• Aim 1
From the ACT electricity text, output the passage starting with "The current grid" and going on through "through the NEM.".
• Aim 2
List every abbreviation that the ACT electricity text defines in parentheses, with its expansion.
• Aim 3
According to the ACT electricity text, since what year has the ACT matched all of its electricity consumption with renewable generation?

• Source passage

# # # # #

On paper, the Australian Capital Territory (ACT) has already achieved what most states are still aiming for. Since 2020, the ACT has matched all of its electricity consumption with renewable generation, earning its reputation as Australia’s first 100% renewable jurisdiction. But unlike states with wind farms, dams, or solar hubs within their borders, the ACT’s clean energy story is largely built elsewhere.
The territory produces only a small fraction of the electricity it uses. Instead, it relies on long-term renewable energy contracts tied to wind and solar projects across New South Wales (NSW), Victoria (VIC), and South Australia (SA). Physically, the ACT remains fully dependent on the National Electricity Market (NEM), drawing power from the same grid as surrounding regions. What sets it apart is not how electricity flows, but how it is accounted for, funded, and secured.
This makes the ACT a different kind of case study. Its grid challenge is not about building generation or managing storage, but about proving whether policy-led decarbonisation can work without direct control over infrastructure.
In this instalment of our Electricity Grids: State by State series, we examine how the ACT went beyond 100% renewables on paper, what that means for grid reliability in practice, and where the limits of this model begin to show.
The current grid
The ACT does not operate its own standalone electricity system. Physically, it is embedded within NSW’s distribution and transmission network, drawing power from the same grid that supplies surrounding regions. Every electron flowing into homes and businesses in Canberra comes through the NEM.

# # # # #

• Entries from a pointing dataset
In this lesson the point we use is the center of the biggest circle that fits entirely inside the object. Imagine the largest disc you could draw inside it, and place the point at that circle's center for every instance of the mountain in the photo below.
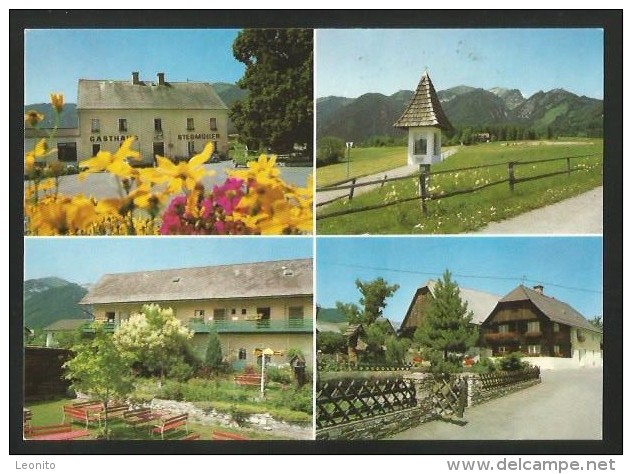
(511, 97)
(449, 94)
(476, 107)
(229, 93)
(68, 119)
(561, 110)
(368, 115)
(372, 114)
(47, 300)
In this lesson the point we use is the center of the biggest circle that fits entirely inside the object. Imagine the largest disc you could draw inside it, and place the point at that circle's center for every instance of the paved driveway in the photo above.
(101, 185)
(566, 405)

# # # # #

• Exercise output 1
The current grid
The ACT does not operate its own standalone electricity system. Physically, it is embedded within NSW’s distribution and transmission network, drawing power from the same grid that supplies surrounding regions. Every electron flowing into homes and businesses in Canberra comes through the NEM.

• Exercise output 2
ACT: Australian Capital Territory
NSW: New South Wales
VIC: Victoria
SA: South Australia
NEM: National Electricity Market

• Exercise output 3
Since 2020.